> _Problem statement_: In the methods text on mRNAsi analysis, what was the minimum number of genes in each gene network module?

> _Text segment_:
----------

2.2. Correlation between mRNAsi and Clinical Features
mRNAsi was calculated according to the OCLR method provided by Malta et al. [13]. mRNAsi differences between tumor samples and normal samples were analyzed by an unpaired t-test. We used one-way ANOVA in mRNAsi difference comparison between groups of patients in terms of gender, age, clinical stage, TNM stage, and smoking history.
2.3. Relational Analysis between mRNAsi and Molecular Subtypes
MuTect [17] detection on TCGA-LUAD was performed using TCGAbiolinks [18] (V2.14.0), and differences in mRNAsi of different molecular mutant subtypes were analyzed. In addition, molecular subtype of TCGA-LUAD samples was also extracted using R package TCGA biolinks. mRNAsi differences between samples classified by the CIMP or iCluster were compared.
For constructing a coexpression network [19], the WGCNA algorithm was performed. After removing outlier samples, Pearson's correlation coefficients were determined between groups of genes. The optimal efficacy value β was chosen to construct proximity matrix, which was transformed into topological overlap matrix (TOM). For gene cluster according to TOM (in each gene network module, the minimum number of genes was 80), an average-linkage hierarchical clustering method was applied. The pruning algorithm was applied to divide gene modules and integrate those close modules. The most relevant modules with mRNAsi were screened by correlation analysis.
2.5. Functional Enrichment Analysis
The R software (https://www.R-project.org/,version 4.0.2) packageWebGestaltR [20] (v0.4.2) was employed to perform KEGG and GO functional enrichment analyses for analyzing potential biological functions of the most relevant modules of mRNAsi obtained from WGCNA. GO categories were cellular component (CC), molecular function (MF), and biological process (BP). A statistical significance was defined when FDR < 0.05 and P < 0.05.

----------

> _Recorded information_:
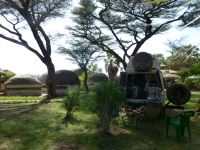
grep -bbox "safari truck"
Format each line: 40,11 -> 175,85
120,52 -> 165,119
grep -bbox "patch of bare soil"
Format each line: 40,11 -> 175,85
0,104 -> 41,118
55,143 -> 85,150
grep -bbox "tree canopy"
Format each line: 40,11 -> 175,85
0,0 -> 68,98
69,0 -> 195,68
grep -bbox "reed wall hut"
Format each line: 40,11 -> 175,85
88,73 -> 109,86
6,75 -> 42,96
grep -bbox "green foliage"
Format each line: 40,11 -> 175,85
178,63 -> 200,90
63,87 -> 80,119
153,54 -> 166,64
88,63 -> 102,74
94,81 -> 125,133
1,70 -> 15,82
184,76 -> 200,90
0,92 -> 200,150
167,41 -> 200,70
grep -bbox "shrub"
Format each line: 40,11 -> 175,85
63,87 -> 80,120
93,81 -> 125,133
184,77 -> 200,90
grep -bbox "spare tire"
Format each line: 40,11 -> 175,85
167,83 -> 191,105
132,52 -> 153,71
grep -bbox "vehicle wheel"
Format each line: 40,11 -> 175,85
132,52 -> 153,71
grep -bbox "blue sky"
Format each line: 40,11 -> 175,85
0,0 -> 200,74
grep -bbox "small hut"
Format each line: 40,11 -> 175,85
88,73 -> 108,86
6,75 -> 42,96
39,70 -> 80,96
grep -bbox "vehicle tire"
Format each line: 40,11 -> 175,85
132,52 -> 153,71
167,83 -> 191,105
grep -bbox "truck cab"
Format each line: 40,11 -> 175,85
120,52 -> 164,119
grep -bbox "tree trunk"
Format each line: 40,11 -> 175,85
83,69 -> 89,92
46,58 -> 56,100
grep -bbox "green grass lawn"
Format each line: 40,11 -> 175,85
0,95 -> 200,150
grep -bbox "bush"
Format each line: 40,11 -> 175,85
63,88 -> 80,120
93,81 -> 125,133
184,77 -> 200,90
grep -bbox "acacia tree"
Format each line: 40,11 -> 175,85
0,0 -> 67,99
73,0 -> 196,69
166,43 -> 200,70
58,39 -> 103,92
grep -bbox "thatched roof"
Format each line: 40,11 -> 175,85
39,70 -> 80,85
88,73 -> 108,82
6,75 -> 41,85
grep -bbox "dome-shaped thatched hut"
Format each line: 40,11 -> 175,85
6,75 -> 42,96
88,73 -> 108,86
39,70 -> 80,96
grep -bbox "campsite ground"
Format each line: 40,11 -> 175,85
0,93 -> 200,150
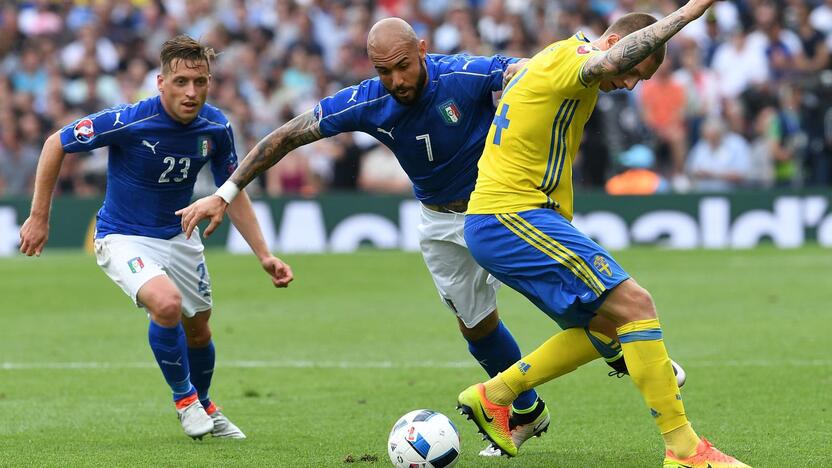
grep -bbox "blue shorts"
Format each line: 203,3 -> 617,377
465,209 -> 630,329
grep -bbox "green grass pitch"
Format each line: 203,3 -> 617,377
0,247 -> 832,468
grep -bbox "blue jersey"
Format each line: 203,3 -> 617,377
315,54 -> 517,204
61,96 -> 237,239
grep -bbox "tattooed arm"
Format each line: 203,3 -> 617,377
228,110 -> 323,189
176,111 -> 323,238
581,0 -> 715,83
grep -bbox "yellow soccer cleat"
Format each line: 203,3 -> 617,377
664,438 -> 751,468
457,383 -> 517,457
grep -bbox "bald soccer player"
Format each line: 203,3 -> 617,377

----------

> _Your solution_: 80 genes.